• DATA FOR THIS EXERCISE:
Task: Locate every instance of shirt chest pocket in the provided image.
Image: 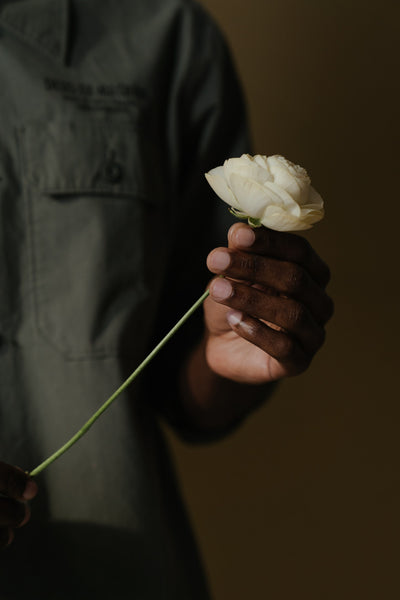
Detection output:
[21,115,169,359]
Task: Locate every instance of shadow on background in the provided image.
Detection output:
[164,0,400,600]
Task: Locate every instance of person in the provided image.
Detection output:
[0,0,332,600]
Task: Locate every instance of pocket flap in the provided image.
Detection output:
[22,114,145,196]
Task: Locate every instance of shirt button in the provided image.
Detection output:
[105,162,123,183]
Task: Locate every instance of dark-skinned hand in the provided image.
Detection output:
[204,223,333,384]
[0,462,38,548]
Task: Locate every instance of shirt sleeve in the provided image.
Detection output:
[142,1,251,442]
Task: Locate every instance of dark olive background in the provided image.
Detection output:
[163,0,400,600]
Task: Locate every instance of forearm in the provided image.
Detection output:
[180,339,275,432]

• REQUIREMENTS: Return the material above line for line, word for word, but leave out the picture.

• WRITTEN SOLUTION:
Task: Locate every instance of shirt chest pocket in the provided image.
Image: 
Detection output:
[21,115,169,359]
Task: Locate every instance of shadow on background in the provided image.
Detection output:
[164,0,400,600]
Task: Locate every instance of person in the provided image.
Detection output:
[0,0,332,600]
Task: Locate every instance of pocket flap in the provided image.
Detection output:
[22,114,145,196]
Task: Locate every instance of shirt button in the provided image.
Detection output:
[105,162,123,183]
Task: Locate every instance of dark-skinned hand in the provided image.
Detection output:
[204,223,333,384]
[0,462,38,548]
Task: Locate every instance of shirt sleeve in the provided image.
Detection output:
[142,1,251,442]
Task: Locate every instance of dark olive background in the provided image.
Detection output:
[163,0,400,600]
Task: Locate every instance of forearm in the provided image.
Detection output:
[180,339,275,432]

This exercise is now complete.